## What is needed
Take the entries below and print all of them exactly, please.

## Records shown

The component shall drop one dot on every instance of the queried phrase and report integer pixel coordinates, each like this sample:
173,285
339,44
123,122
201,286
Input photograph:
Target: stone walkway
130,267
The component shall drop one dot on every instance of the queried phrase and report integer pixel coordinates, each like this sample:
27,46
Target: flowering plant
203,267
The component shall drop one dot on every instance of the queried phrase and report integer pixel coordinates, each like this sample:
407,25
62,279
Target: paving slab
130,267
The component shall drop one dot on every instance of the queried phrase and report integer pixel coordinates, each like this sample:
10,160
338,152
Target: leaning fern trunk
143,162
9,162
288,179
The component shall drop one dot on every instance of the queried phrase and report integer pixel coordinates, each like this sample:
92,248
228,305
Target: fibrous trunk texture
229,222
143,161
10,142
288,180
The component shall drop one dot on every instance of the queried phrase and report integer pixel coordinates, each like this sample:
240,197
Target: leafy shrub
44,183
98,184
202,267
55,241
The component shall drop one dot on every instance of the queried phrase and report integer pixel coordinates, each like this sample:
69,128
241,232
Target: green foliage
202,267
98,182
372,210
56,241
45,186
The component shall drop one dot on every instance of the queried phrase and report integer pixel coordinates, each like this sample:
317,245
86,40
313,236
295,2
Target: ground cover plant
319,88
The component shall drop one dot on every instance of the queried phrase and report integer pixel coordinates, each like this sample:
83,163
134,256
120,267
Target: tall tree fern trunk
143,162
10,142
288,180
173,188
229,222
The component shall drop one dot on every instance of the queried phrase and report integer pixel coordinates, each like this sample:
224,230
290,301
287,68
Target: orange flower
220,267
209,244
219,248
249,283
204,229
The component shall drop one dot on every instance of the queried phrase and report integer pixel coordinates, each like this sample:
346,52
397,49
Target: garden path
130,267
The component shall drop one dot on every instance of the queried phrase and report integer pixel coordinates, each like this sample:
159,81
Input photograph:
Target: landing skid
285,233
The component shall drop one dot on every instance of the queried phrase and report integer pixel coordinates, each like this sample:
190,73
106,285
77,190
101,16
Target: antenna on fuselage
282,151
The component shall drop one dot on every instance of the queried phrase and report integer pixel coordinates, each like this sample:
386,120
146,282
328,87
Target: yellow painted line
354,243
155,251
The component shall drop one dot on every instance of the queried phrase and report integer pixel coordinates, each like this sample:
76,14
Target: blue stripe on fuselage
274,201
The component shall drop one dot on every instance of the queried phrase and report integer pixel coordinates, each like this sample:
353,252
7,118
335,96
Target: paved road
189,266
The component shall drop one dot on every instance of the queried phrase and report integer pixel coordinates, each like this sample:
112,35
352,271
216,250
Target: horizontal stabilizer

## Task response
The component shall drop one dot on every instance of the queried phrase and report integer pixel coordinates, each like this sample:
173,285
339,44
123,122
201,286
Input photograph:
Target: stone walkway
130,267
The component shall drop one dot on every instance of the queried phrase and report integer pixel coordinates, each like this sample:
27,46
Target: flowering plant
203,267
The component shall drop one dot on every instance of the queried phrase and report integer pixel coordinates, each like this sample:
407,25
62,279
Target: paving slab
130,267
The component shall drop one dot on every instance of the queried phrase and report integer pixel coordinates, each like this sample:
10,160
338,152
Target: leaning fern trunk
143,162
9,162
288,179
The component shall drop one dot on every instance of the queried phrase and report integer pixel coordinates, each like this sample:
92,248
228,305
Target: fibrous trunk texture
229,222
143,161
10,142
288,180
The component shall drop one dot on every instance of the queried phrase and report integer pixel coordinates, each like this sample:
240,197
Target: leafy shrub
44,183
98,184
202,267
55,241
The component shall drop one dot on every instance of the queried phrase and report integer pixel coordinates, each like this sample:
69,128
241,232
Target: green foliage
202,267
98,182
372,210
56,241
45,186
The component shall drop one dot on every instance of the queried phrase and report integer pixel coordinates, each like this sample:
317,245
86,40
313,236
295,2
Target: ground cover plant
319,88
The component shall drop one dot on every instance of the queried phrase and report integer pixel coordinates, each like this sample:
83,163
134,256
120,267
Target: tall tree fern trunk
143,162
10,142
288,180
173,188
229,222
The component shall drop one dot on every instance of the queried phrase and report integer pixel coordinates, each like this sample:
224,230
290,301
287,68
Target: orange flower
220,267
209,244
219,248
249,283
204,229
The component shall drop one dot on every instance of the queried phrase and report integer pixel coordinates, each like this sample:
346,52
397,49
Target: garden path
130,267
The component shall drop one dot on every instance of the queried phrase and report integer pixel coordinates, each like this sample:
159,81
Input photograph:
Target: landing skid
285,233
The component shall drop one dot on every instance of the queried phrase and report integer pixel coordinates, each like this sample:
190,73
106,285
77,190
101,16
Target: antenna on fuselage
282,151
The component shall drop one dot on every instance of the queried phrase and report integer pixel coordinates, each like this sample:
386,120
146,282
328,87
Target: yellow painted line
354,243
155,251
The component shall drop one dot on every instance of the queried phrase and report integer pixel coordinates, each like this sample:
76,14
Target: blue stripe on fuselage
274,201
The component shall drop one dot on every instance of the queried phrase and report integer pixel coordinates, each like this sample:
353,252
7,118
335,96
Target: paved road
189,266
The component shall drop one dot on every instance of the queried phrase and report integer pixel coordinates, each like this sample:
112,35
352,271
216,250
Target: horizontal stabilizer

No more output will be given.